Start of Data shown
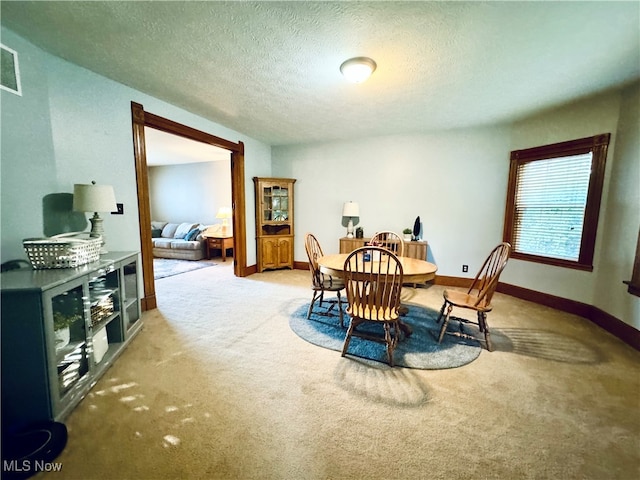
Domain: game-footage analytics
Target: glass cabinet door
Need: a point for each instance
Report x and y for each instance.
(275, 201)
End of Data shown
Start of Data shown
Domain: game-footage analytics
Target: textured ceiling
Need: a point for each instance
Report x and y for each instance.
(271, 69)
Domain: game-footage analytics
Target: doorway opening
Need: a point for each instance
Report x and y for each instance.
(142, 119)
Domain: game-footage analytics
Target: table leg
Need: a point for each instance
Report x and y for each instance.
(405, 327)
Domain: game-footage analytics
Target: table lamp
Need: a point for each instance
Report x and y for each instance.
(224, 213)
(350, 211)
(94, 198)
End of Data shown
Start of Data shown
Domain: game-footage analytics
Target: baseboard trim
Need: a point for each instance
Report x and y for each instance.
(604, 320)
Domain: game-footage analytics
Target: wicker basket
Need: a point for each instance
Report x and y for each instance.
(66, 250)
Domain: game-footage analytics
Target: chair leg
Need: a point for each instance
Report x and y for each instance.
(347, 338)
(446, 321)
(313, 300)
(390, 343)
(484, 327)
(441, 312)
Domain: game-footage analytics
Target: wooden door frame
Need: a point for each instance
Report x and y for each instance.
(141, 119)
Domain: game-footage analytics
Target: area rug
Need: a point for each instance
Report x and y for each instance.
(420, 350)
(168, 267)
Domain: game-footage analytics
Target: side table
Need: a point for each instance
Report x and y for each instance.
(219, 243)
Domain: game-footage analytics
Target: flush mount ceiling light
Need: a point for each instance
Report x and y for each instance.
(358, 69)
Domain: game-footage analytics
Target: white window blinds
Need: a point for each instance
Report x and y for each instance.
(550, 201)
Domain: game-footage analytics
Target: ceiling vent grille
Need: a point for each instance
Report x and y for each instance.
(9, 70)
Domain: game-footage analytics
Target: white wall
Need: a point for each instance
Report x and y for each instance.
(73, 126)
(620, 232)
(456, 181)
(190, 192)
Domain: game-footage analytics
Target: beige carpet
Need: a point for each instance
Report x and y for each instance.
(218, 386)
End of Data shown
List each line from the entries above that includes the word "ceiling".

Target: textured ceiling
Target: flush mount ceiling light
Target: ceiling vent grille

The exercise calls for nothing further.